*WHAT YOU NEED TO DO*
Please output each line of the data exactly as it appears.
**** PROVIDED DATA
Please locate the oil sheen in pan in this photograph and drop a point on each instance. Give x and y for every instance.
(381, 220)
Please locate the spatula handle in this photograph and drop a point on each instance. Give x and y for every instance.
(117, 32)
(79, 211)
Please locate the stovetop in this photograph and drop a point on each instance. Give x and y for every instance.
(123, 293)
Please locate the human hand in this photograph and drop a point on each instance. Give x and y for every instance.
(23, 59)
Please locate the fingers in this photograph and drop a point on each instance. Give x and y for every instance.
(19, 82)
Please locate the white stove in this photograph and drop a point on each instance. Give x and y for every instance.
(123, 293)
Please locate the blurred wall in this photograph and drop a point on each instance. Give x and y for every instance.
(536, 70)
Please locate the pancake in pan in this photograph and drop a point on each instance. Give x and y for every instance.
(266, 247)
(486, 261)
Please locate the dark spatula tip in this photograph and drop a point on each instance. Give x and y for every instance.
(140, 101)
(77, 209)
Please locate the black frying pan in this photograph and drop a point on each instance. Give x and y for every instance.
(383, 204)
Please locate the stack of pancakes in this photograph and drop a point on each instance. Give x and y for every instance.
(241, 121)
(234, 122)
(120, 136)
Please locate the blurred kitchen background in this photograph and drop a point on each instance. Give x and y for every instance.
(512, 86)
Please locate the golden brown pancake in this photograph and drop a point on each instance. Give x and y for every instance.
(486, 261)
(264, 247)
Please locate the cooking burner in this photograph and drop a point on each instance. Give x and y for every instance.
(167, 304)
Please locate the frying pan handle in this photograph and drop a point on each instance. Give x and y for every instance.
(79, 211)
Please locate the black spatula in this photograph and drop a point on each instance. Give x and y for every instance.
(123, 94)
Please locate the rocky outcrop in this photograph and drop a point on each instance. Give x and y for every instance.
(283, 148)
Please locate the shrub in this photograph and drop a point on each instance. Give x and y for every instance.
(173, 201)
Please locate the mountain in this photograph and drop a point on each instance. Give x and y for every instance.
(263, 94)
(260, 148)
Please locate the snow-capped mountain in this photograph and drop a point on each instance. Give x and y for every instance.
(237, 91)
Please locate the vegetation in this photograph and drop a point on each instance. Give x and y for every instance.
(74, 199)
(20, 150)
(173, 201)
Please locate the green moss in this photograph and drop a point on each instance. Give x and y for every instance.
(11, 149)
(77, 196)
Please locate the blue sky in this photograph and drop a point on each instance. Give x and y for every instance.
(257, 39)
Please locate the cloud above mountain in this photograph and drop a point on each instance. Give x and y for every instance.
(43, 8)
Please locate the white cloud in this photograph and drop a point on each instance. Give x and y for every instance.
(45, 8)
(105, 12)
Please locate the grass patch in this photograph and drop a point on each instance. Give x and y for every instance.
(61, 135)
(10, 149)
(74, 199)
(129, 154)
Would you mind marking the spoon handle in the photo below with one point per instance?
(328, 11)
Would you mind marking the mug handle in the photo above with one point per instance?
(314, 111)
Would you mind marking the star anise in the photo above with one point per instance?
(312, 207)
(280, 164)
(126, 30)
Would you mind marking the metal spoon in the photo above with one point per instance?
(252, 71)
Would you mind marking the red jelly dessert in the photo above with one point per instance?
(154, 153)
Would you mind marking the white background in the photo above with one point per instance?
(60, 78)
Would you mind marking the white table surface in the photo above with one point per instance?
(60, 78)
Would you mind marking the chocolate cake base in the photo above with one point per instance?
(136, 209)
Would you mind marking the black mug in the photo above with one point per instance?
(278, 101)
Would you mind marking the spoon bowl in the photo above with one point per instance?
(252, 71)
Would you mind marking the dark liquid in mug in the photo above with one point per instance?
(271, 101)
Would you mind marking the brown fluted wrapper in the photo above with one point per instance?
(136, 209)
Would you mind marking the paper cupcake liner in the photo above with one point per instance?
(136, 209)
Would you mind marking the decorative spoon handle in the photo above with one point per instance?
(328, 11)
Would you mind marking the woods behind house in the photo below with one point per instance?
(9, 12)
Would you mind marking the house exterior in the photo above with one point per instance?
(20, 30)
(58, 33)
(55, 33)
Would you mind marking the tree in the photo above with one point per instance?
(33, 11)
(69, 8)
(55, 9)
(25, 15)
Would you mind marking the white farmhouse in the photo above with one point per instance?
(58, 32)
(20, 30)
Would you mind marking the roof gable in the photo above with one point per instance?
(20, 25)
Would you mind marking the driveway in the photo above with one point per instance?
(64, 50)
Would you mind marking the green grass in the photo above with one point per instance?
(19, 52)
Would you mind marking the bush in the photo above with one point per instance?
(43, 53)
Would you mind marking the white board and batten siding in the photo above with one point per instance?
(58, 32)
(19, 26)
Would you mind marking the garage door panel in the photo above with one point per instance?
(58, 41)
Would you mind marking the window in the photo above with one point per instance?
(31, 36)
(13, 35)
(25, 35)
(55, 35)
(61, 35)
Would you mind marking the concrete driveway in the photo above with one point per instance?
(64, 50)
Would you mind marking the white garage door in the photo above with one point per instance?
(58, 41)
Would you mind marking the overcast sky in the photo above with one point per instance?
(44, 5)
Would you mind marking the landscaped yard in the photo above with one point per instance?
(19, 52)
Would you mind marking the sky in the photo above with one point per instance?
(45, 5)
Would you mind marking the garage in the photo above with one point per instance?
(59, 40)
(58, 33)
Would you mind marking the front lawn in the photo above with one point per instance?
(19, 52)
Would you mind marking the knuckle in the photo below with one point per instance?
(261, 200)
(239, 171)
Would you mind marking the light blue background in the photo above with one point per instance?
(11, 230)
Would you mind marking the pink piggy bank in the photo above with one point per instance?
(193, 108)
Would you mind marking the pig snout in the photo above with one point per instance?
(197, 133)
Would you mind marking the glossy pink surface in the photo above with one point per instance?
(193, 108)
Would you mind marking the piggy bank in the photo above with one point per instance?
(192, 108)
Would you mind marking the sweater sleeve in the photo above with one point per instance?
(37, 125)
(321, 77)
********
*WRITTEN RESPONSE*
Please locate the oil sheen in pan in this photograph and drop a point on each instance. Give x and y for every instance.
(381, 220)
Please locate the spatula handle in this photograph and drop a point on each instance. Give x and y for every instance.
(117, 32)
(79, 211)
Please locate the stovetop in this photograph and drop a point on each instance. Give x and y for every instance.
(123, 293)
Please locate the human hand in this photograph and drop a point on each instance. Give x and y for every instance.
(23, 59)
Please locate the fingers in this photograph and drop a point on each instance. Give x and y for every instance.
(19, 82)
Please locate the white stove in this photograph and drop a point on each instance. Give x and y for every instance.
(123, 293)
Please locate the blurred wall in this photograph and drop a point on each instance. Give x and y for every instance.
(536, 70)
Please locate the pancake in pan in this photograph and drop a point on each instance. Give x and y for every instance.
(266, 247)
(486, 261)
Please locate the dark spatula tip in this photograph and drop a point on each instance. Give x and y for every instance.
(140, 101)
(77, 209)
Please locate the black frying pan in this photograph and drop a point on each instance. Give x and y for every instance.
(383, 204)
Please locate the stack of pancakes in this photograph and drop a point on each instance. Give x and y for every instance.
(241, 121)
(234, 122)
(120, 136)
Please locate the blurred kitchen background in this photograph and drop a point on each instance. Give x and y for every instance.
(512, 86)
Please locate the golden brown pancake in this photograph and drop a point on each instance. Give x and y for every instance.
(486, 261)
(264, 247)
Please locate the cooking burner in this photograph and drop a point on each instance. Give x and y for every instance.
(167, 304)
Please locate the frying pan handle in this photograph and drop a point on each instance. Give x and y for every instance.
(79, 211)
Please locate the black spatula in this photograph and drop a point on each instance. Give x and y for every instance.
(123, 94)
Please locate the rocky outcrop in this photograph and drop a point on each instance. Give x and y for every instance.
(283, 148)
Please locate the shrub in this photograph and drop a point on each instance. Give x and y for every instance.
(173, 201)
Please locate the mountain in this photograph and drop a point on each instance. Give x and y for every instance.
(263, 94)
(260, 148)
Please locate the snow-capped mountain in this photograph and drop a point on each instance. Give x and y for every instance.
(237, 91)
Please locate the vegetation in this photograph and drop a point on each instance. Give x and y for every instance.
(74, 199)
(20, 150)
(173, 201)
Please locate the green moss in this photograph and drop a point on each instance. Give x and y for every instance.
(11, 149)
(77, 196)
Please locate the blue sky in this photograph and drop a point on each instance. Give x and y for every instance.
(257, 39)
Please locate the cloud above mountain in this photograph and drop a point on each instance. Give x and y for every instance.
(43, 8)
Please locate the white cloud in this photograph and drop a point on each instance. Give x and y for every instance.
(45, 8)
(105, 12)
Please locate the grass patch in this photograph and drop a point on each instance. Give x and y for every instance.
(61, 135)
(10, 149)
(74, 199)
(129, 154)
Would you mind marking the spoon handle in the photo below with one point per instance?
(328, 11)
Would you mind marking the mug handle in the photo above with one point per instance?
(314, 111)
Would you mind marking the star anise in the photo above with one point per instance?
(312, 207)
(280, 164)
(126, 30)
Would you mind marking the metal spoon in the photo above with one point per instance?
(252, 71)
Would you mind marking the red jelly dessert in the photo above with one point per instance?
(154, 153)
Would you mind marking the white background in the photo above with one point per instance?
(60, 78)
Would you mind marking the white table surface in the photo above with one point per instance?
(60, 78)
Would you mind marking the chocolate cake base in the photo above with one point per instance?
(136, 209)
Would you mind marking the black mug in the photo above with one point per instance?
(278, 101)
Would you mind marking the spoon bowl in the photo above with one point per instance?
(252, 71)
Would you mind marking the dark liquid in mug in the photo above with one point per instance?
(271, 101)
Would you mind marking the brown fluted wrapper in the photo above with one point per instance?
(136, 209)
Would you mind marking the paper cupcake liner in the photo above with one point per instance?
(136, 209)
Would you mind marking the decorative spoon handle in the photo above with one point per instance?
(328, 11)
Would you mind marking the woods behind house in the photo below with one point per instance?
(9, 12)
Would you mind marking the house exterior in the photo above with one point per instance?
(20, 30)
(58, 33)
(55, 33)
Would you mind marking the tree in the photo above with one point per instance?
(33, 11)
(69, 8)
(55, 9)
(25, 15)
Would you mind marking the white farmhouse in the photo above with one point per instance?
(58, 32)
(20, 30)
Would you mind marking the roof gable in the photo above with one point per instance?
(20, 25)
Would you mind marking the driveway in the photo above with one point per instance?
(64, 50)
Would you mind marking the green grass in the photo above with one point per instance?
(19, 52)
Would you mind marking the bush in the photo above with one point per instance?
(43, 53)
Would you mind marking the white board and batten siding in the photo above with one point per instance?
(58, 32)
(19, 26)
Would you mind marking the garage door panel in the photo above with one point per instance?
(58, 41)
Would you mind marking the window in the photo above with one point per instance?
(31, 36)
(13, 35)
(25, 35)
(55, 35)
(61, 35)
Would you mind marking the concrete driveway in the photo above with one point per instance?
(64, 50)
Would you mind marking the white garage door in the photo above with one point per instance?
(58, 41)
Would you mind marking the overcast sky in the photo above with one point per instance?
(44, 5)
Would you mind marking the landscaped yard in the photo above with one point per instance?
(19, 52)
Would you mind marking the sky in the photo above with one point per instance?
(45, 5)
Would you mind marking the garage in the photo above with one point per instance?
(59, 40)
(58, 33)
Would you mind marking the front lawn in the photo above with one point per instance?
(19, 52)
Would you mind marking the knuckle in the photo below with one point per instance?
(261, 200)
(239, 171)
Would you mind marking the light blue background in the photo above with one point per instance?
(11, 230)
Would you mind marking the pink piggy bank in the photo above with one point per instance?
(193, 108)
Would you mind marking the pig snout in the photo above with one point per instance?
(197, 133)
Would you mind marking the glossy pink surface in the photo above with one point per instance?
(193, 108)
Would you mind marking the piggy bank in the photo above with one point per instance?
(192, 108)
Would you mind marking the sweater sleeve in the photo above with one point per instance?
(37, 125)
(321, 77)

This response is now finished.